INSTRUÇÃO 1: Mostre cada linha da listagem em que aparece a palavra "stone".

TEXTO DE ORIGEM:

○ ○ ○

Vício Frenético (2009), de Werner Herzog


Para o cidadão comum, aquele que paga impostos e compra meias para dormir no inverno, deparar-se com um filme qual este Vício Frenético (2009), de Werner Herzog, pode soar um exagero social —situações que lhe seriam distantes, mesmo que viesse a ter com elas nalgum momento de sua vida. A imoralidade, então, não se apresenta apenas como uma ideia de vitimização social, mas sim feito condição sine qua non do caos que a sociedade costuma chamar de progresso.

Nas sequências de Vício Frenético, o policial Terence McDonagh (Nicolas Cage) tem uma visão estreita e criativa do que é necessário para si e para os outros. Parafraseando o velho jargão maquiavélico, os fins são sustentados pelos meios e, por isso, a violência, o uso de substâncias ilegais e o desrespeito com as leis têm muito mais a ver com o cotidiano que lhe permite ir além do que com o julgamento moral do que é certo ou errado. Herzog joga na cara do espectador as mentiras pregadas por essa ideia de que tudo parte de uma dualidade natural.

○ ○ ○

Trechos de dados de anotação de pontos
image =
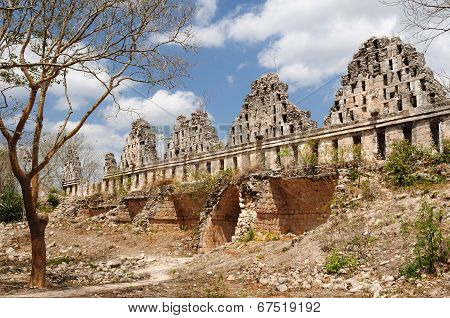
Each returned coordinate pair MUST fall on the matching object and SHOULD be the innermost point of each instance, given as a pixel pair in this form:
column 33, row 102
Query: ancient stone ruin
column 140, row 148
column 194, row 135
column 388, row 94
column 386, row 76
column 110, row 163
column 72, row 166
column 267, row 112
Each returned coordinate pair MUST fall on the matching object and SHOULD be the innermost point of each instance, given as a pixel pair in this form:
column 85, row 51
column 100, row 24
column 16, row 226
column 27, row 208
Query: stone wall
column 385, row 76
column 140, row 148
column 261, row 136
column 273, row 203
column 192, row 135
column 72, row 167
column 267, row 113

○ ○ ○

INSTRUÇÃO 2: Altere o trecho do texto sobre o filme Vício Frenético entre "Nas sequências de" e "uma dualidade natural.", inclusive, substituindo "policial" por "detetive", e apresente-o.

RESPOSTA ESPERADA 1:
Query: ancient stone ruin
Query: stone wall

RESPOSTA ESPERADA 2:
Nas sequências de Vício Frenético, o detetive Terence McDonagh (Nicolas Cage) tem uma visão estreita e criativa do que é necessário para si e para os outros. Parafraseando o velho jargão maquiavélico, os fins são sustentados pelos meios e, por isso, a violência, o uso de substâncias ilegais e o desrespeito com as leis têm muito mais a ver com o cotidiano que lhe permite ir além do que com o julgamento moral do que é certo ou errado. Herzog joga na cara do espectador as mentiras pregadas por essa ideia de que tudo parte de uma dualidade natural.